■ What is needed: What you return must match the records word for word, except that pictures are dropped.

Study material below:

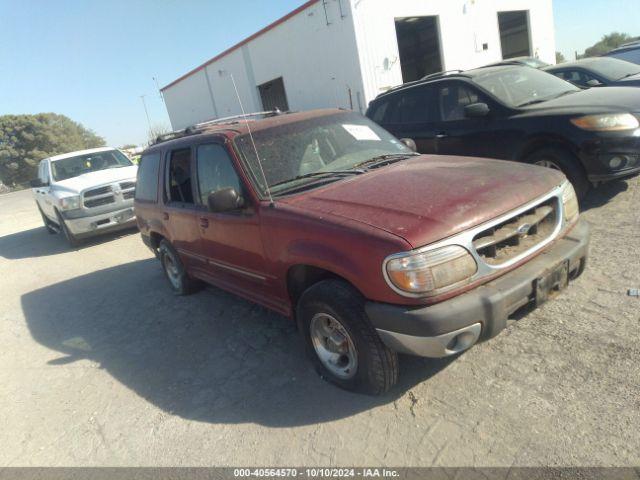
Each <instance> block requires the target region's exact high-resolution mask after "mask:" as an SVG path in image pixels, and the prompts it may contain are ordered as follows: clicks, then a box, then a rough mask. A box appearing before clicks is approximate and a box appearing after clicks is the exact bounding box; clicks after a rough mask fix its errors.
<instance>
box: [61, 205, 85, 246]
mask: <svg viewBox="0 0 640 480" xmlns="http://www.w3.org/2000/svg"><path fill="white" fill-rule="evenodd" d="M56 216H57V217H58V224H59V225H60V230H62V233H64V236H65V238H66V239H67V243H68V244H69V246H70V247H71V248H75V247H77V246H79V245H80V243H81V242H80V239H79V238H78V237H76V236H75V235H74V234H73V233H71V231H70V230H69V227H67V224H66V223H65V222H64V218H62V215H61V214H60V212H58V211H57V210H56Z"/></svg>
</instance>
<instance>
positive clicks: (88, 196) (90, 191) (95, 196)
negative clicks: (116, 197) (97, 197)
mask: <svg viewBox="0 0 640 480" xmlns="http://www.w3.org/2000/svg"><path fill="white" fill-rule="evenodd" d="M105 193H111V185H107V186H106V187H99V188H93V189H91V190H87V191H86V192H84V198H91V197H97V196H98V195H104V194H105Z"/></svg>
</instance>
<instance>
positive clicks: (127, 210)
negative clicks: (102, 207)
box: [113, 209, 133, 223]
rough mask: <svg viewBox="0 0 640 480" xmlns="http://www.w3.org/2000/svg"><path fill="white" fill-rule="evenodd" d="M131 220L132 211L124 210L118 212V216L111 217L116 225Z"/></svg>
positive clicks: (129, 209) (131, 209) (131, 216)
mask: <svg viewBox="0 0 640 480" xmlns="http://www.w3.org/2000/svg"><path fill="white" fill-rule="evenodd" d="M132 218H133V209H129V210H125V211H124V212H120V213H119V214H117V215H115V216H114V217H113V219H114V220H115V221H116V223H123V222H126V221H127V220H130V219H132Z"/></svg>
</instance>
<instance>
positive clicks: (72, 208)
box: [58, 195, 80, 210]
mask: <svg viewBox="0 0 640 480" xmlns="http://www.w3.org/2000/svg"><path fill="white" fill-rule="evenodd" d="M58 204H59V205H60V208H61V209H62V210H75V209H77V208H80V196H79V195H74V196H71V197H63V198H61V199H60V200H59V201H58Z"/></svg>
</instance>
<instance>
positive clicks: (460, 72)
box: [420, 69, 464, 80]
mask: <svg viewBox="0 0 640 480" xmlns="http://www.w3.org/2000/svg"><path fill="white" fill-rule="evenodd" d="M462 72H464V70H459V69H456V70H445V71H444V72H435V73H430V74H429V75H425V76H424V77H422V78H421V79H420V80H428V79H430V78H437V77H444V76H445V75H449V74H451V73H462Z"/></svg>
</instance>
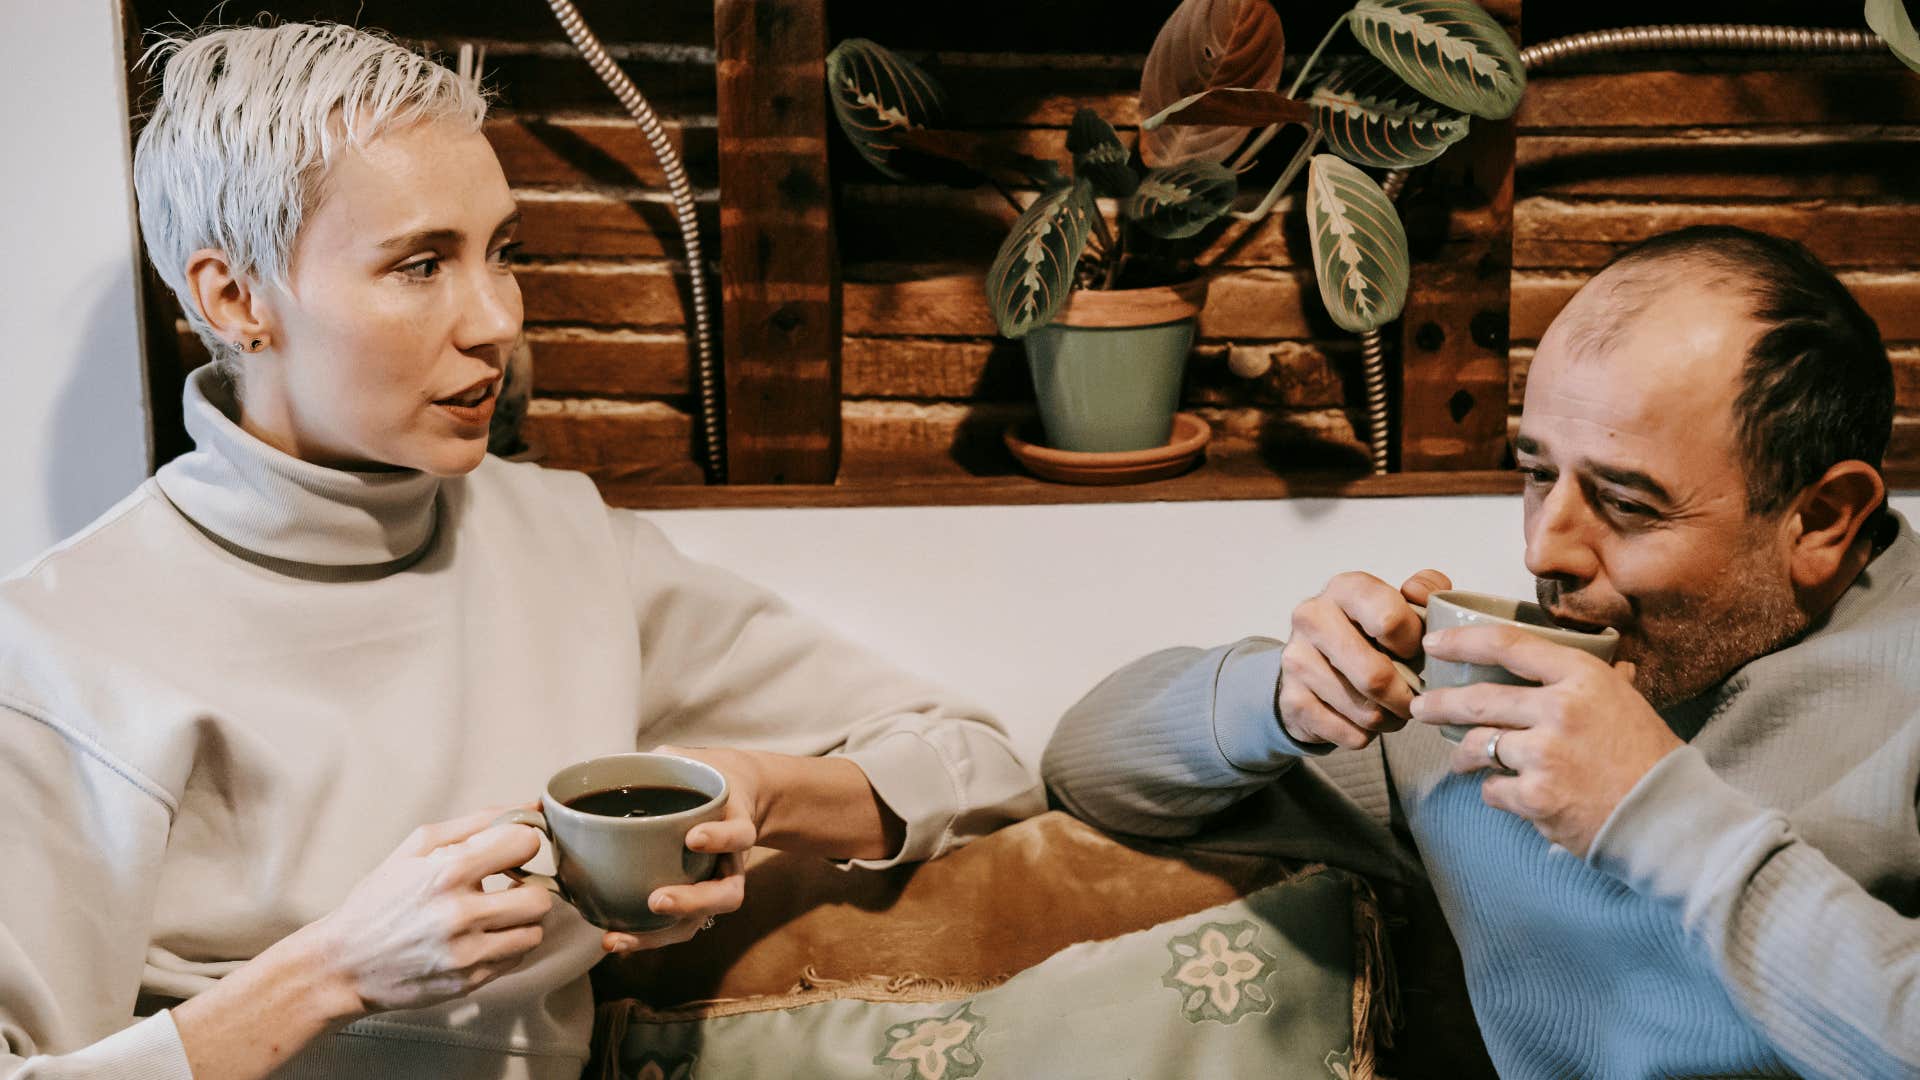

End of Study material.

■ Response box:
Each <instance> block requires the target region's exact high-resolution mask after "mask:" as an SVG path in image pixels, and the prompts it may contain are ordered as follows: clicks, then a box, then a rough mask. A box appearing before clicks is approximate and a box appearing after clicks is the exact bounding box; clicks after a rough mask fix its errors.
<instance>
box: [61, 205, 85, 246]
mask: <svg viewBox="0 0 640 480" xmlns="http://www.w3.org/2000/svg"><path fill="white" fill-rule="evenodd" d="M56 216H57V217H58V224H59V225H60V230H62V233H64V236H65V238H66V239H67V243H68V244H69V246H70V247H71V248H75V247H77V246H79V245H80V243H81V242H80V239H79V238H78V237H76V236H75V235H74V234H73V233H71V231H70V230H69V227H67V224H66V223H65V222H64V218H62V215H61V214H60V212H58V211H57V210H56Z"/></svg>
</instance>
<instance>
positive clicks: (88, 196) (90, 191) (95, 196)
negative clicks: (116, 197) (97, 197)
mask: <svg viewBox="0 0 640 480" xmlns="http://www.w3.org/2000/svg"><path fill="white" fill-rule="evenodd" d="M105 193H111V185H107V186H106V187H99V188H93V189H91V190H87V191H86V192H84V198H91V197H97V196H98V195H104V194H105Z"/></svg>
</instance>
<instance>
positive clicks: (127, 210)
negative clicks: (102, 207)
box: [113, 209, 133, 223]
rough mask: <svg viewBox="0 0 640 480" xmlns="http://www.w3.org/2000/svg"><path fill="white" fill-rule="evenodd" d="M131 220L132 211L124 210L118 212V216L111 217L116 225Z"/></svg>
positive clicks: (129, 209) (131, 209) (131, 216)
mask: <svg viewBox="0 0 640 480" xmlns="http://www.w3.org/2000/svg"><path fill="white" fill-rule="evenodd" d="M132 218H133V209H129V210H125V211H124V212H120V213H119V214H117V215H115V216H114V217H113V219H114V220H115V221H116V223H123V222H126V221H127V220H130V219H132Z"/></svg>
</instance>
<instance>
positive clicks: (72, 208)
box: [58, 195, 80, 210]
mask: <svg viewBox="0 0 640 480" xmlns="http://www.w3.org/2000/svg"><path fill="white" fill-rule="evenodd" d="M58 204H59V205H60V208H61V209H62V210H75V209H77V208H80V196H79V195H74V196H71V197H63V198H61V199H60V200H59V201H58Z"/></svg>
</instance>
<instance>
positive clicks: (460, 72)
box: [420, 69, 464, 80]
mask: <svg viewBox="0 0 640 480" xmlns="http://www.w3.org/2000/svg"><path fill="white" fill-rule="evenodd" d="M462 72H464V70H459V69H456V70H445V71H444V72H435V73H430V74H429V75H425V76H424V77H422V78H421V79H420V80H428V79H430V78H437V77H444V76H445V75H449V74H451V73H462Z"/></svg>
</instance>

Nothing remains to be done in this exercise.